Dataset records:
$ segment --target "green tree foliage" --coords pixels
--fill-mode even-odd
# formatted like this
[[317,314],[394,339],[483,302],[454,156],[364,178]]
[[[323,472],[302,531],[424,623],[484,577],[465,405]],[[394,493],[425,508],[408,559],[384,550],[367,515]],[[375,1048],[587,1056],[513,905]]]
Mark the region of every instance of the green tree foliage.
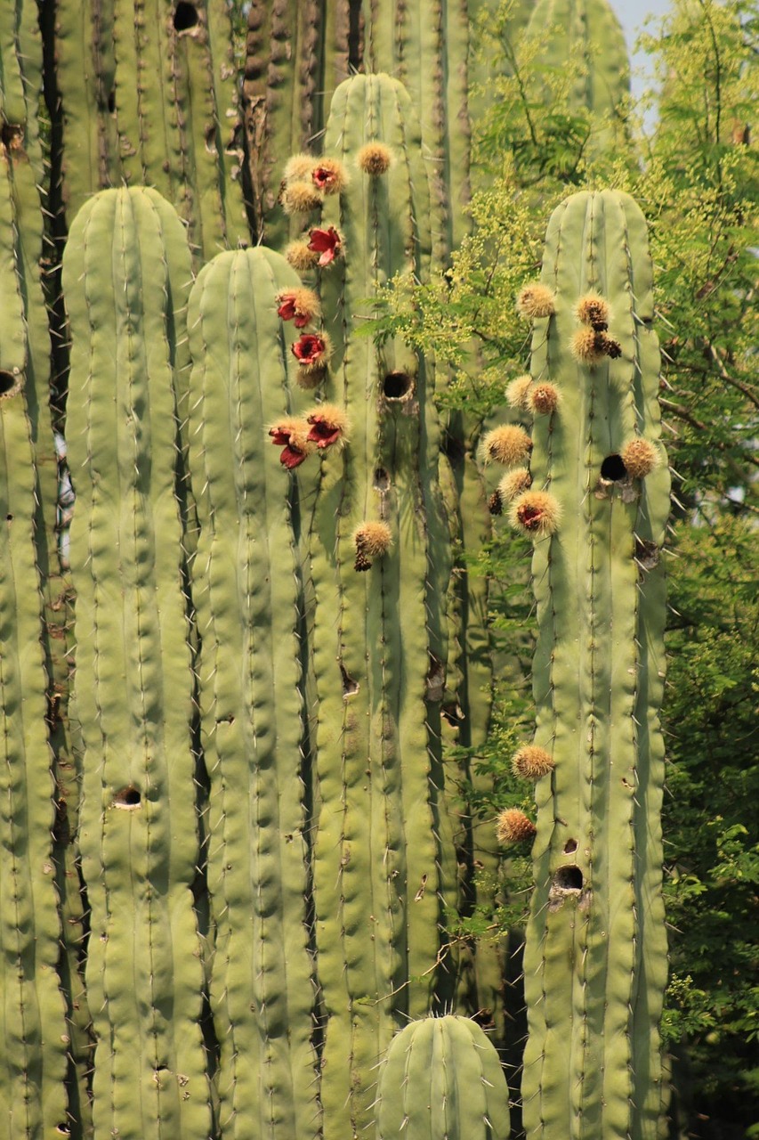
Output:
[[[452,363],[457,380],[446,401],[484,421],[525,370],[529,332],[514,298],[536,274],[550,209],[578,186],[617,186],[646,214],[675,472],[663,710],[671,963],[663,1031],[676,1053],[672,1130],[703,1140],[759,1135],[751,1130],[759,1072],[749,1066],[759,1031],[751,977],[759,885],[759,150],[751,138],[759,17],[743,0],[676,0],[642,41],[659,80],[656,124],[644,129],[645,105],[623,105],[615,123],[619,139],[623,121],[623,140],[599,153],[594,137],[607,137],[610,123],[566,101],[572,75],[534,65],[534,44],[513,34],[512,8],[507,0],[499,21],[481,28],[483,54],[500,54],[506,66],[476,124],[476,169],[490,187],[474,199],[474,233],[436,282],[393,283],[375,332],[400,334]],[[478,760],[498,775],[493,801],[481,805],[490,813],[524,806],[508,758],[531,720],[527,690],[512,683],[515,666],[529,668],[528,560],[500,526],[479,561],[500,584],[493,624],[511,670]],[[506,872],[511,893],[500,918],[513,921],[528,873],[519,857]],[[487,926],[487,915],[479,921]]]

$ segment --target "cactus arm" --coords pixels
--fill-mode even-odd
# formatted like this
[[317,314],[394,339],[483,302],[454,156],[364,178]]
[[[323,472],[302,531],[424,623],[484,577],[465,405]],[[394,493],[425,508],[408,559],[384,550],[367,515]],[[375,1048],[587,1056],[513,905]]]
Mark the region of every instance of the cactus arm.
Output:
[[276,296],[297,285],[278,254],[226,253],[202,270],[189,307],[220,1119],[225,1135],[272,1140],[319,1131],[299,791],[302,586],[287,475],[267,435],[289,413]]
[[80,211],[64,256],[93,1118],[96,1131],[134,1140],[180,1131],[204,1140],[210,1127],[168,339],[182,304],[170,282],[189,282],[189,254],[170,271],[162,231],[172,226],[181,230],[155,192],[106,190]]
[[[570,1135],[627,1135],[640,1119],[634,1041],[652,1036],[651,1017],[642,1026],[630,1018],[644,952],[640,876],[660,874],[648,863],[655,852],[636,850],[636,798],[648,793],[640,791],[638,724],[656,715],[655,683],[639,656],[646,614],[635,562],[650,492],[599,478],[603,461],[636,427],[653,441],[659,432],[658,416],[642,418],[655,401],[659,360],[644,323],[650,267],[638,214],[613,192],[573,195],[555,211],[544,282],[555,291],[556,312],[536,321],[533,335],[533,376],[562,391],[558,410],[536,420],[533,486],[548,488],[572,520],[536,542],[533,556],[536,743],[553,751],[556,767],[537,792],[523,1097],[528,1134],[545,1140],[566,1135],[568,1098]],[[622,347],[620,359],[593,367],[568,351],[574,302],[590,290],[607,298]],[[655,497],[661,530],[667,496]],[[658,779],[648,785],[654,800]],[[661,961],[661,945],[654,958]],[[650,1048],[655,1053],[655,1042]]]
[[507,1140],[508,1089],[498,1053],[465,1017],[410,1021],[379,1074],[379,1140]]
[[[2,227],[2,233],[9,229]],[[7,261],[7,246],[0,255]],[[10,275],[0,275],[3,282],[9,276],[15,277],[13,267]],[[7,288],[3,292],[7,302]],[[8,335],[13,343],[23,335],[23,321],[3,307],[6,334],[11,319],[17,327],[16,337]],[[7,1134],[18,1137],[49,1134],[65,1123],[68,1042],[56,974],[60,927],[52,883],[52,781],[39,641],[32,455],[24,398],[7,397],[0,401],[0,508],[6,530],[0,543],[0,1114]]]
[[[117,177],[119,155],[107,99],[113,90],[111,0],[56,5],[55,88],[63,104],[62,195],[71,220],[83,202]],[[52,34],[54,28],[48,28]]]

Stated exercise:
How many lines in the data above contain the string "tree"? Case matters, and the reply should be the number alone.

Worked answer:
2